## Exercise text:
• • • • • • •

Insights March 2023
Insights March 2023
- Australian winter crop production is now estimated at a new record of 67.3 million tonnes in 2022/23. This is driving record pace for crop exports in recent months.
- Local wheat prices on the east coast have been steady to higher on solid demand from the feedlot sector while record production is acting as a handbrake on positive movements.
ABARES released their March Australian Crop Report in early March. Winter crop production in Australia is now estimated at a new record of 67.3 million tonnes in 2022/23. This surpassed the previous year's record by an extra four million tonnes. This represents an upward revision of around 8.4 per cent from the December 2022 report. Wheat and canola production also hit new records, while barley production ranks third.
Below average rainfall persisted in most Australian cropping regions during February. Queensland and New South Wales summer cropping regions experienced a third consecutive month of below average rainfall. This has been good for harvesting early planted sorghum. But sentiment is now turning negative towards later planted sorghum and the upcoming winter crop planting period in these regions. The 8-day rainfall outlook is positive for Queensland with 25-100mm forecast.
Australian Bureau of Statistics data shows combined wheat, barley and canola shipments totalled 4.53 million tonnes in January. This surpassed the previous January record set in 2016/17 by 10 per cent. Australian wheat exports increased their pace in January with 3.3 million tonnes shipped, a 25 per cent increase from December. A record crop along with wheat remaining competitively priced is proving sufficient to cover current global demand.

• • • • • • •

## Input data:
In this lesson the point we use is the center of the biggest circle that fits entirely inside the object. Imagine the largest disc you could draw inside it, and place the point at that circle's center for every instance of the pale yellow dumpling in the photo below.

• • • • • • •

## Exercise tasks:
a: According to the March 2023 crop report, how many tonnes of wheat did Australia export in January?
b: Write the next part of the March 2023 crop report, picking up after its final sentence.
The lines above are taken from a different source than the crop report.

## Results of the exercise:
a: 3.3 million tonnes.

b:
Chicago Board of Trade wheat prices have fallen five per cent in Australian dollars terms since the start of February. They are now trading near a 17-month low. The wheat market is pricing in that the Black Sea grain deal will be extended in mid-March. The expectation that ample supplies of grain from Russia and Ukraine will continue is putting downward pressure on prices.
Local prices on the east coast have been steady to higher on solid demand from the feedlot sector. Growers appear to be marketing lower grades of wheat into the feedlot system. At the same time growers remain reluctant to sell higher protein grades while they see potential for higher bids. It was the six per cent drop in Western Australia’s Kwinana APW prices over the month that dragged the APW wheat index down by A$6 per tonne. Kwinana prices mirrored continued weakness in US futures. The weight of tonnes from a record Western Australia crop is acting as a handbrake to any positive price movement.
Wheat remains an unpredictable and ultimately volatile market. After the past month’s losses, the wheat market looks oversold. How much it can recover will depend on Northern Hemisphere Spring weather and geopolitics.